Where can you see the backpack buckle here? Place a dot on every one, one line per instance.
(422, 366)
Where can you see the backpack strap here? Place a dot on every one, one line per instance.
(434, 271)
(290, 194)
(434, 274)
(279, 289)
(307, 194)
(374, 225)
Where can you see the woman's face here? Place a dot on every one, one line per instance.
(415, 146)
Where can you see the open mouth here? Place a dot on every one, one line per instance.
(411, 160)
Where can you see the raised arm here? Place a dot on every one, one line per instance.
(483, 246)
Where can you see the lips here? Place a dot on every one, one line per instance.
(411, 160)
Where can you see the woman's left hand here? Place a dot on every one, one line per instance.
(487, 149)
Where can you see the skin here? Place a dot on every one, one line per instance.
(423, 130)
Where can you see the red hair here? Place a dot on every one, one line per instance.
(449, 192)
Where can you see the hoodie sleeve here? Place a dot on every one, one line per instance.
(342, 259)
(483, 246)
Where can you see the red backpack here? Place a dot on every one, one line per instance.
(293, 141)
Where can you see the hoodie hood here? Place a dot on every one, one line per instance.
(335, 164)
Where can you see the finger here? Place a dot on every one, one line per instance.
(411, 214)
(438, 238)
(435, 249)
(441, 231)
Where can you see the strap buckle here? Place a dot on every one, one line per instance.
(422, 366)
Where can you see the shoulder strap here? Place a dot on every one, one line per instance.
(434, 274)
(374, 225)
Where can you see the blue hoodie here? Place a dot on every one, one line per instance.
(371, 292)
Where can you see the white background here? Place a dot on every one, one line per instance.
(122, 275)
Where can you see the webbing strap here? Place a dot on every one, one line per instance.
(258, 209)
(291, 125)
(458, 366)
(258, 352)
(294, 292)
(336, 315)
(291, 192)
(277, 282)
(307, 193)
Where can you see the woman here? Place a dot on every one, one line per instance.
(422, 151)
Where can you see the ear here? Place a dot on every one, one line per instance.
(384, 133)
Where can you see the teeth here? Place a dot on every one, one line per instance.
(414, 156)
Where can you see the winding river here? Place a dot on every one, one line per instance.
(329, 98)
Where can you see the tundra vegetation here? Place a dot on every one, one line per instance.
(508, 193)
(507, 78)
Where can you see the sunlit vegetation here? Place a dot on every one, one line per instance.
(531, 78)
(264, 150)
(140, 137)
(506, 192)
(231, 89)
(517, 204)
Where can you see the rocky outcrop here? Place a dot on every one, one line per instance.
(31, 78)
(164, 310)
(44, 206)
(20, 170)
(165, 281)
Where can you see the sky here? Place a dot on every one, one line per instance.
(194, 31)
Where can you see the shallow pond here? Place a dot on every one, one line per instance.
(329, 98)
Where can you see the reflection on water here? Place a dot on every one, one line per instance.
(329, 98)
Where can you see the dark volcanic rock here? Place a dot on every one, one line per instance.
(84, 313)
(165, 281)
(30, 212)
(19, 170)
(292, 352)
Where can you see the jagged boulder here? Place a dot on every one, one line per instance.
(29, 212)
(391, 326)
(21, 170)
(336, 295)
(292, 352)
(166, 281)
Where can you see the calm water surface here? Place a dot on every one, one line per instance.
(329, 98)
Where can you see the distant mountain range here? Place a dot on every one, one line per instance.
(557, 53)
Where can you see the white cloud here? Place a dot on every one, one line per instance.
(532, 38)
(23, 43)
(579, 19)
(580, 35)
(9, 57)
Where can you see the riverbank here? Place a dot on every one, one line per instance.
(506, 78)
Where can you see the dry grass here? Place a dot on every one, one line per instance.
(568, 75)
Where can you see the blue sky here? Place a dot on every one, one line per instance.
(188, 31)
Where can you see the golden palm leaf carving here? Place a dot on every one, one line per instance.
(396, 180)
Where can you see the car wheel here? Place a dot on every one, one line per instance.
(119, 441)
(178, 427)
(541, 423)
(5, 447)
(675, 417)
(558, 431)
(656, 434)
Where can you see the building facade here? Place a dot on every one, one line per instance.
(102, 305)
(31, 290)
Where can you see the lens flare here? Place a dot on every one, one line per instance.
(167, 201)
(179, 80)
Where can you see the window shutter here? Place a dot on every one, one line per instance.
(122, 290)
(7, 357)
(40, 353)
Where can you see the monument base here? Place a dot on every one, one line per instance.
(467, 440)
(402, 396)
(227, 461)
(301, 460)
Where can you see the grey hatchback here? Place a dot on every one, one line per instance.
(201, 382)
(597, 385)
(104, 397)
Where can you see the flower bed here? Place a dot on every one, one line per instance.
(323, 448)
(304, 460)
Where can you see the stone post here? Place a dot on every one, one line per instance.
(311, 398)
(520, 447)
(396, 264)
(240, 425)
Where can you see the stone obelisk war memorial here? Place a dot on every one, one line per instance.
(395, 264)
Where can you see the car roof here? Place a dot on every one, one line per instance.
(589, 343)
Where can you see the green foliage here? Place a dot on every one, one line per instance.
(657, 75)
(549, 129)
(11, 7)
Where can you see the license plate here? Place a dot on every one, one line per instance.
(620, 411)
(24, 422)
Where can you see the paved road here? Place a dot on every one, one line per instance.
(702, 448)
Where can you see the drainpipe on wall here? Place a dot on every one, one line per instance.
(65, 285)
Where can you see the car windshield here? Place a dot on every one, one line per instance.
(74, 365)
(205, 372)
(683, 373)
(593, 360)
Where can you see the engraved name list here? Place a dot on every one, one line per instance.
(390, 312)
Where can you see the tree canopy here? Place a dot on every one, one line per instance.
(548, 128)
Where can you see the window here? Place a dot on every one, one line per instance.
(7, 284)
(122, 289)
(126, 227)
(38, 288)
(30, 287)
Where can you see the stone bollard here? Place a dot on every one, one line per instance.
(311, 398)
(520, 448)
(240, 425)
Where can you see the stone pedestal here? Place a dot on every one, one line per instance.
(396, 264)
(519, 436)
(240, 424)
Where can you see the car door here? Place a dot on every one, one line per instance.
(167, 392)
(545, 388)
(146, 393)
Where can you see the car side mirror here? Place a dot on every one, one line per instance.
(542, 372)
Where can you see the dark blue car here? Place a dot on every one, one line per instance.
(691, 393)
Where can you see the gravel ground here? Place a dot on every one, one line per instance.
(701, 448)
§ §
Exercise instructions ▸ Restate the listing in full, word for word.

Reply to the exercise ▸
Where can you see the backpack buckle here? Place a dot on every one, one line per instance.
(422, 366)
Where can you see the backpack strap here? Place a dot on every one, one line per instance.
(434, 271)
(290, 194)
(434, 274)
(279, 289)
(307, 194)
(374, 225)
Where can you see the woman's face here? Place a dot on every one, one line per instance.
(415, 146)
Where can you see the open mouth here? Place a dot on every one, one line per instance.
(411, 160)
Where can you see the raised arm here? Place a dot on every one, one line per instance.
(483, 246)
Where can you see the lips here? Place a dot on every one, one line per instance.
(411, 160)
Where can you see the woman's left hand here? Place a dot on every one, one line per instance.
(487, 149)
Where can you see the skin here? Place a dot on every one, one line per instance.
(423, 130)
Where can you see the red hair here? Place a dot on every one, one line per instance.
(449, 192)
Where can you see the hoodie sleeve here? Place a dot on every one, one line per instance.
(342, 259)
(483, 246)
Where can you see the red backpack here? Place a dot on every one, one line per instance.
(293, 141)
Where can you see the hoodie hood here? Place a dot on every one, one line per instance.
(335, 164)
Where can you see the finger here? Place a dot on every one, one line per instance.
(411, 214)
(438, 238)
(435, 249)
(441, 231)
Where can you see the strap buckle here? Place a dot on every one, one line per instance.
(422, 366)
Where can you see the shoulder strap here? Place a dot on every one, one line per instance.
(434, 274)
(374, 225)
Where can you see the blue hoodie here? Place a dot on every one, one line per instance.
(371, 292)
Where can you see the white background here? Place a dot on every one, one line per instance.
(122, 275)
Where can you see the webbing strap here? Place a dot on every one, one line per instance.
(258, 209)
(291, 125)
(458, 366)
(258, 352)
(294, 292)
(336, 315)
(291, 192)
(277, 282)
(307, 193)
Where can you see the woman here? Place a dot on every one, one line per instance.
(422, 151)
Where can you see the ear here? Place a dot on every one, one line per instance.
(384, 133)
Where can you see the teeth here? Place a dot on every one, one line per instance.
(414, 156)
Where can you see the winding river here? Place a dot on every one, one line per instance.
(329, 98)
Where can you see the tundra vegetation here? Place a dot on every one, one line per instance.
(508, 193)
(507, 78)
Where can you see the sunlit vegetation here? Place a dot on every one, one line per instance.
(531, 78)
(264, 150)
(140, 137)
(506, 192)
(231, 89)
(517, 204)
Where can you see the rocky outcrop here? Place a dot on every one, one line per instance.
(31, 78)
(164, 310)
(44, 206)
(20, 170)
(165, 281)
Where can you see the sky here? Place a dot on every one, one line per instance.
(194, 31)
Where can you see the shallow pond here? Place a dot on every one, one line per instance.
(329, 98)
Where can you see the reflection on water here? Place a dot on every one, one line per instance.
(329, 98)
Where can you see the dark volcanic rock here? Place a dot on every one, one line per instance.
(84, 313)
(165, 281)
(30, 212)
(19, 170)
(292, 352)
Where can you see the jagged boulder here? Place a dot on every one, one line per instance.
(29, 212)
(391, 326)
(21, 170)
(336, 295)
(292, 352)
(166, 281)
Where can you see the calm water surface here? Place a dot on every one, one line per instance.
(329, 98)
Where can you see the distant mountain range here? Place a dot on every one, one line per instance.
(557, 53)
Where can you see the white cloud here? Place a dot on every one, one line per instance.
(532, 38)
(23, 43)
(579, 19)
(580, 35)
(9, 57)
Where can you see the riverbank here? Place a dot on every one, one line per instance.
(506, 78)
Where can you see the dry grass here? Place a dot on every one, one line per instance.
(568, 75)
Where can you see the blue sky here? Place a dot on every one, one line per instance.
(188, 31)
Where can you see the golden palm leaf carving here? Place a dot on every one, one line per instance.
(396, 180)
Where can you see the car wheel here? Place a dot on every one, one line per instance.
(119, 441)
(178, 427)
(541, 423)
(5, 447)
(675, 417)
(558, 431)
(656, 434)
Where can you see the building facade here? Place a dot on every one, one line per instance.
(102, 305)
(31, 290)
Where can you see the lens flare here? Place a dot on every one, one line per instance.
(167, 201)
(179, 80)
Where can you see the window shutter here? Place a dot on every one, one line per instance.
(122, 290)
(7, 357)
(40, 353)
Where can you see the monument base here? Place a dot on every one, one line per instance.
(467, 440)
(402, 396)
(227, 461)
(301, 460)
Where can you see the grey hatchback here? Place a dot on every one, one line per instance.
(201, 382)
(597, 385)
(104, 397)
Where can you see the flower bed here? Place a dot on every one, one line per instance.
(323, 448)
(304, 460)
Where can you see the stone post here? Place a dot on every one, one line per instance.
(311, 398)
(520, 447)
(396, 264)
(240, 425)
Where can you see the stone obelisk war memorial here? Place a dot on every one, one line per instance.
(395, 264)
Where can you see the car roof here? Place a dot on every one, one line per instance.
(589, 343)
Where can you see the green foliage here? Place a dot on every one, one line per instance.
(657, 75)
(549, 129)
(11, 7)
Where can you see the license plate here? Place a dot on every one, one line per instance.
(620, 411)
(24, 422)
Where can you see the paved road here? Place a dot on every one, one line per instance.
(702, 448)
Where can you see the drainpipe on wall here? Place a dot on every one, one line per instance.
(65, 285)
Where can you see the car windshield here? Place a dot on every one, one line per instance.
(74, 365)
(205, 372)
(683, 373)
(593, 360)
Where can you see the engraved name list here? Place a dot on every one, one line per instance.
(390, 312)
Where can you see the tree canopy here? Place a dot on every one, one line per instance.
(548, 128)
Where can you see the window here? Place a dot on every one, one line per instance.
(7, 284)
(122, 289)
(126, 227)
(38, 288)
(30, 287)
Where can you see the stone bollard here? Place a dot on every one, one line per instance.
(311, 398)
(520, 448)
(240, 425)
Where can you see the stone pedestal here? Place a dot on every one, one line per instance.
(396, 264)
(519, 436)
(240, 424)
Where can you see the car door here? Place a dot on every one, one line per instance.
(167, 392)
(545, 388)
(146, 393)
Where can you see the car side mirror here? Place a dot on every one, one line per instance.
(542, 372)
Where can you see the dark blue car here? Place a dot on every one, one line per instance.
(691, 393)
Where can you see the gravel ground here? Place a dot on every one, one line per instance.
(701, 448)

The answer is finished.